A run of records
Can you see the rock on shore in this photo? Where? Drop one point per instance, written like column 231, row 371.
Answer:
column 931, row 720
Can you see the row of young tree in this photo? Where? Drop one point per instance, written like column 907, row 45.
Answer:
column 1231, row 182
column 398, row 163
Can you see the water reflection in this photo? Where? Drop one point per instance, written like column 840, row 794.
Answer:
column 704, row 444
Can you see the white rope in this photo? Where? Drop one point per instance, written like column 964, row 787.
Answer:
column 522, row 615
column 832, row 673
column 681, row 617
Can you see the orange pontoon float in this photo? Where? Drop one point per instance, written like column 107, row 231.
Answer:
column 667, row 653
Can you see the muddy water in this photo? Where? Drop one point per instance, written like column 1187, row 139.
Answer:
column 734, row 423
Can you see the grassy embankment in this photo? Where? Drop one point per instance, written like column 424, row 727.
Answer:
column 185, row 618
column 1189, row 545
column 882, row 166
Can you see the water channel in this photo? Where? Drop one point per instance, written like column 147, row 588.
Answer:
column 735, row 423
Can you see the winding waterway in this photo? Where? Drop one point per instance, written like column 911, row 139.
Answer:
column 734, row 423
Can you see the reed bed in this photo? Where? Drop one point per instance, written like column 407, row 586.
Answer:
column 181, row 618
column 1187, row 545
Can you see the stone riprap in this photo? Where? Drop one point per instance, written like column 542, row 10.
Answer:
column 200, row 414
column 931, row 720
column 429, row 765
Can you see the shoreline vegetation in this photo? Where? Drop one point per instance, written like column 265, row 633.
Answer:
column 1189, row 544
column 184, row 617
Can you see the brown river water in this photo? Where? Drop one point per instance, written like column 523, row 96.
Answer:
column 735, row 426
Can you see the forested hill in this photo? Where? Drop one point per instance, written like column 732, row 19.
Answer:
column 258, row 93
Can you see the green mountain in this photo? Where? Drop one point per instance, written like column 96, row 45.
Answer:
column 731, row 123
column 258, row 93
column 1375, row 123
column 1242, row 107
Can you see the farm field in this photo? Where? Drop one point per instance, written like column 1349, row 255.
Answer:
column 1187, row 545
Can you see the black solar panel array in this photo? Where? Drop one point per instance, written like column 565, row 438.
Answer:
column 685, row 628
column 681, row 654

Set problem: Change every "Drop" in the listing above to "Mark" and leave everything else as it stands.

Complete response:
Can you see the rock on shore in this photo? Where? Mark one point per instance, written like column 231, row 371.
Answer:
column 931, row 720
Can you see the row of young tree in this photo? Where? Mark one point per instance, written like column 907, row 45.
Answer:
column 1231, row 182
column 398, row 163
Can you see the water reflection in this photo? Where? Mark one point per instance, written like column 840, row 794.
Answer:
column 704, row 444
Can you see the white rope in this photo? Where? Mark one point per instance, written like column 964, row 787.
Answer:
column 522, row 615
column 832, row 673
column 681, row 617
Can you see the orange pontoon float in this photo? Where? Mark one point per instance, written like column 107, row 231.
Answer:
column 667, row 653
Can you see the muddy water in this photo? Where? Mark one point per instance, written like column 1187, row 139.
Answer:
column 734, row 423
Can you see the grassy embankment in this photo? Where? Mark one point per instance, written like column 424, row 727.
Answer:
column 185, row 618
column 1189, row 545
column 882, row 166
Can you see the water channel in this photo? Where? Mark one point per instance, written like column 147, row 588.
Answer:
column 735, row 423
Can you see the winding waterway in this photo? Where? Mark one point per instance, written like column 911, row 139.
Answer:
column 734, row 423
Can you see the reed bed in this photo? Where? Mark one point per instance, written like column 407, row 586.
Answer:
column 181, row 618
column 1187, row 545
Can you see the stone riprap in this photo? Where? Mark one point per instance, written like column 542, row 10.
Answer:
column 200, row 414
column 931, row 720
column 429, row 765
Can you see the shoreline vegetation in this photo? Where? Mark one point per instance, written like column 265, row 633.
Answer:
column 1189, row 544
column 184, row 617
Can you see the brown river water in this photo? Where? Mark one point per instance, written like column 523, row 96.
Answer:
column 735, row 426
Can you see the forested hill in this photo? Where? Mark one point per instance, written like column 732, row 19.
Answer:
column 258, row 93
Can you see the green mountain in this photo? Where? Mark one point per instance, written like column 96, row 45.
Answer:
column 731, row 123
column 258, row 93
column 1375, row 123
column 1242, row 107
Can you see the farm field in this photo? Where? Mark one point per instance, written like column 1349, row 255.
Answer:
column 1187, row 545
Can you see the black solar panel array in this photo? Where? Mark one point per instance, written like column 565, row 438.
Answer:
column 685, row 628
column 681, row 654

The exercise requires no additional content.